++++ THE DATA

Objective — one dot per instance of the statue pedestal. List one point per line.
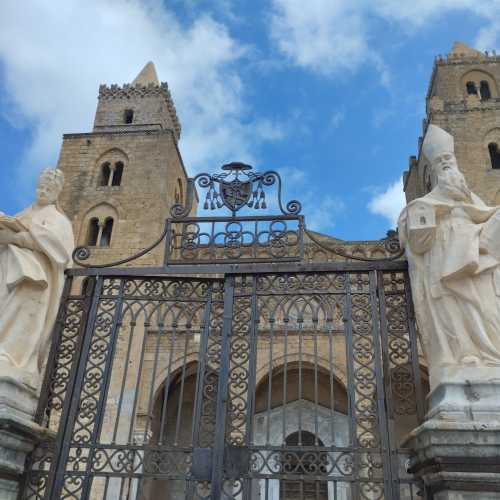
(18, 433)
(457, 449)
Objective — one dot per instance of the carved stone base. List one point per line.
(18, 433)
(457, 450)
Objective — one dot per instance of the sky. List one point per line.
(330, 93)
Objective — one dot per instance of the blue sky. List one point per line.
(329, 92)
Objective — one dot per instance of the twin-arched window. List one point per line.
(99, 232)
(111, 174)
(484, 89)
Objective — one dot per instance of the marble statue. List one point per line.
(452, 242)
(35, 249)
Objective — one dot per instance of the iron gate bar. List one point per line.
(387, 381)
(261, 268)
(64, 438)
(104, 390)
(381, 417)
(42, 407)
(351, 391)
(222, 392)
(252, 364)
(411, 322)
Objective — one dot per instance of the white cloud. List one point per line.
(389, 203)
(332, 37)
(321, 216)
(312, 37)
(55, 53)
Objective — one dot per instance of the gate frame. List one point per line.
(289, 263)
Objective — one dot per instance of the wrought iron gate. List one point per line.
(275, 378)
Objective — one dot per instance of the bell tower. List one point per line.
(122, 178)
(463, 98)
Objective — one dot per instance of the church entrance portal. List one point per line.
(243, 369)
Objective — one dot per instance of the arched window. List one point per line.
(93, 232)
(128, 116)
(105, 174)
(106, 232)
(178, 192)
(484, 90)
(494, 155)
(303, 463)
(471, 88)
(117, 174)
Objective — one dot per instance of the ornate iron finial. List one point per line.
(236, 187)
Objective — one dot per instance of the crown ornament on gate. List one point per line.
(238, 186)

++++++++

[WORK ORDER]
The entries above are to be restated verbatim, with no pictures carried over.

[RESPONSE FOR THIS EXERCISE]
Objective — one dot per instance of the statue pedestal. List one point per line.
(18, 433)
(457, 449)
Objective — one dot per instance of the carved stone base. List one point per line.
(18, 433)
(457, 450)
Objective — one dot per instance of the sky. List one point per line.
(330, 93)
Objective — one dot per instance of the blue sky. List one point per line.
(329, 92)
Objective — one dot per instance of the twin-arched window. List one point per line.
(99, 232)
(111, 174)
(484, 89)
Objective — one dot per instance of the marble statue. List one point per line.
(452, 242)
(35, 249)
Objective — one dot per instance of the iron gate bar. List one point per line.
(387, 381)
(261, 268)
(64, 438)
(104, 390)
(381, 417)
(42, 407)
(351, 391)
(222, 392)
(252, 364)
(411, 322)
Objective — one dot per instance of the white cloud. List one point per line.
(389, 203)
(332, 37)
(321, 216)
(312, 37)
(55, 53)
Objective — one dot per instance of the gate frame. List one point per line.
(289, 263)
Objective — one dot per instance of the wrought iron gate. List one point per line.
(275, 378)
Objective — one dot per instance of the bell tower. List one point per line.
(122, 178)
(463, 98)
Objective — one dot per instance of the church entrance portal. List one point per line.
(243, 369)
Objective — one dot per instance of the arched window. List one point per line.
(93, 232)
(128, 116)
(105, 174)
(106, 232)
(178, 192)
(484, 90)
(494, 155)
(303, 463)
(471, 88)
(117, 174)
Objective — one dot per instance of the ornate iron finial. List one point per line.
(236, 187)
Objective — one dot per instance of the crown ornament on gate. List one point per line.
(238, 186)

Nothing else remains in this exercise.